[Natural-language object grounding data]
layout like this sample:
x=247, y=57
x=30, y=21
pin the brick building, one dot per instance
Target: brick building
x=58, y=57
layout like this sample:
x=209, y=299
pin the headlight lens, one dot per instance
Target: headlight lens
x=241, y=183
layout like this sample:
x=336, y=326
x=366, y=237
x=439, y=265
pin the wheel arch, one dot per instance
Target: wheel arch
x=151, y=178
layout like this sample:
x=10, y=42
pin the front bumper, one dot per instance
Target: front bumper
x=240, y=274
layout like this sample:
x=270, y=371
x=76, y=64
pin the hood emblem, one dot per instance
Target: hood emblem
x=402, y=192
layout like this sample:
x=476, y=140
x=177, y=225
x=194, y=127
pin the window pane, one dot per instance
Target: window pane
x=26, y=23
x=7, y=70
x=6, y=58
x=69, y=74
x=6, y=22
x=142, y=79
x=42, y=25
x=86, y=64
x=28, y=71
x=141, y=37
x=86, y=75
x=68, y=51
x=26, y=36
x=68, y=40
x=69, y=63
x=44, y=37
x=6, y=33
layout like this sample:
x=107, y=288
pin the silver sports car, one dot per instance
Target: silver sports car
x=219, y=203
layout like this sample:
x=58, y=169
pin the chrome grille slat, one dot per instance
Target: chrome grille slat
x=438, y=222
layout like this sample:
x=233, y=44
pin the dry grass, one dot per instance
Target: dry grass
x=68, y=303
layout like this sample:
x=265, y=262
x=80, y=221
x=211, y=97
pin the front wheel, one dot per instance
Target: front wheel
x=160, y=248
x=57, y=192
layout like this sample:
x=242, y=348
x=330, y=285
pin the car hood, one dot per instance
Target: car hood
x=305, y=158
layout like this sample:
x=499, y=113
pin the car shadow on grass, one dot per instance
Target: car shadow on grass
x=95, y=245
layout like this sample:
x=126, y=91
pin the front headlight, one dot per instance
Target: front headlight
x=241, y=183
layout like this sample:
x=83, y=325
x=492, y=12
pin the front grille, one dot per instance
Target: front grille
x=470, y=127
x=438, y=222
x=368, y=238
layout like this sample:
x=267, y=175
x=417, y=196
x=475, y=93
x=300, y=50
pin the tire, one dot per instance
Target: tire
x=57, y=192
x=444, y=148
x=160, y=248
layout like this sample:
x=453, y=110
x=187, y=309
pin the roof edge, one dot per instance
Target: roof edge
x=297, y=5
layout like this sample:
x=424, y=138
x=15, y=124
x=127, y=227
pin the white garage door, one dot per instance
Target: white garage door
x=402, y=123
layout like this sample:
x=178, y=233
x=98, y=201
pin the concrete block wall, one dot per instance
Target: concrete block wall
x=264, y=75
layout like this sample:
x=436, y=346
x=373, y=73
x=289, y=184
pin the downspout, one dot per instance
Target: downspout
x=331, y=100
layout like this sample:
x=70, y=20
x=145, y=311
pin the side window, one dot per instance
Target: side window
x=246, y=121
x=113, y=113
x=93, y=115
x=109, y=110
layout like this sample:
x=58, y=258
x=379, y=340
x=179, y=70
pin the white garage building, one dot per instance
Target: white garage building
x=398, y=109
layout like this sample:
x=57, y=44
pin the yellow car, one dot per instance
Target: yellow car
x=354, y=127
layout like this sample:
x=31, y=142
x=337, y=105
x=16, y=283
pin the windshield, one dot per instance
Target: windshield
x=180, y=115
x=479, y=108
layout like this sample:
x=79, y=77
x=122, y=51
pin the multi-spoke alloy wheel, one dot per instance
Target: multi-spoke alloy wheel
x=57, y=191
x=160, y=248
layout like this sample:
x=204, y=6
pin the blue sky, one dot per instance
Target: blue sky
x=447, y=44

▸ Problem requirements: Please type the entries above out again exactly.

▸ Answer section:
layout like this sample:
x=247, y=57
x=30, y=21
pin the brick building, one dot per instance
Target: brick building
x=58, y=57
layout like this sample:
x=209, y=299
pin the headlight lens, one dot per instance
Target: headlight lens
x=241, y=183
layout like this sample:
x=336, y=326
x=366, y=237
x=439, y=265
pin the wheel arch, one dot per instance
Target: wheel arch
x=151, y=178
layout like this sample:
x=10, y=42
pin the front bumper, one dot per instance
Target: front bumper
x=240, y=274
layout like this sample:
x=270, y=371
x=76, y=64
pin the hood emblem, one dot per instance
Target: hood emblem
x=402, y=192
layout like this sample:
x=476, y=140
x=177, y=225
x=194, y=127
pin the window pane, one dot per instance
Target: window pane
x=26, y=23
x=7, y=70
x=6, y=58
x=69, y=74
x=6, y=22
x=142, y=79
x=42, y=25
x=86, y=64
x=28, y=71
x=141, y=37
x=86, y=75
x=68, y=51
x=26, y=36
x=68, y=40
x=69, y=63
x=44, y=37
x=6, y=33
layout like this sample:
x=107, y=288
pin the silver sports car, one dot per instance
Target: silver sports car
x=219, y=203
layout like this sample:
x=58, y=169
pin the chrome grille slat, one dot per instance
Target: chrome grille slat
x=438, y=222
layout like this sample:
x=233, y=44
pin the dry grass, one dot per instance
Target: dry grass
x=68, y=303
layout like this sample:
x=265, y=262
x=80, y=221
x=211, y=97
pin the front wheel, one dot per instance
Target: front wheel
x=160, y=248
x=57, y=192
layout like this sample:
x=242, y=348
x=330, y=285
pin the car hood, one dot per instance
Target: car hood
x=305, y=158
layout like this sample:
x=499, y=113
pin the car shadow on grass, one dot per instance
Target: car shadow on grass
x=95, y=245
layout like this sample:
x=126, y=91
pin the front headlight, one dot per instance
Target: front headlight
x=241, y=183
layout like this sample:
x=83, y=325
x=492, y=12
pin the front grille, one dot per instance
Target: front grille
x=470, y=127
x=438, y=222
x=368, y=238
layout like this sample:
x=267, y=175
x=417, y=196
x=475, y=93
x=300, y=50
pin the tire, one dot per instance
Target: tire
x=57, y=192
x=444, y=148
x=160, y=248
layout like this sample:
x=453, y=110
x=187, y=309
pin the roof edge, one dot per instance
Target: roof edge
x=297, y=5
layout like this sample:
x=424, y=138
x=15, y=124
x=127, y=227
pin the white garage door, one dot per instance
Target: white garage door
x=402, y=123
layout like this sample:
x=178, y=233
x=98, y=201
pin the concrete block wall, one dot per instance
Target: concrete block wall
x=264, y=75
layout like this sample:
x=436, y=346
x=373, y=73
x=289, y=184
pin the downspout, one dot per instance
Target: downspout
x=331, y=100
layout like this sample:
x=70, y=20
x=145, y=311
pin the side window, one dot per instance
Target: side window
x=246, y=121
x=113, y=113
x=93, y=115
x=109, y=110
layout like this sample:
x=58, y=258
x=379, y=340
x=179, y=70
pin the white garage building, one dot per instance
Target: white garage building
x=398, y=109
layout like this sample:
x=57, y=44
pin the yellow car, one dot per instance
Target: yellow car
x=354, y=127
layout like this sample:
x=31, y=142
x=337, y=105
x=16, y=283
pin the windshield, one dot per instance
Target: windshield
x=180, y=115
x=479, y=108
layout like this sample:
x=79, y=77
x=122, y=51
pin the multi-spoke alloy wheel, one dot per instance
Target: multi-spoke alloy wheel
x=57, y=191
x=160, y=248
layout like this sample:
x=204, y=6
pin the blue sky, one dot per instance
Target: blue sky
x=447, y=44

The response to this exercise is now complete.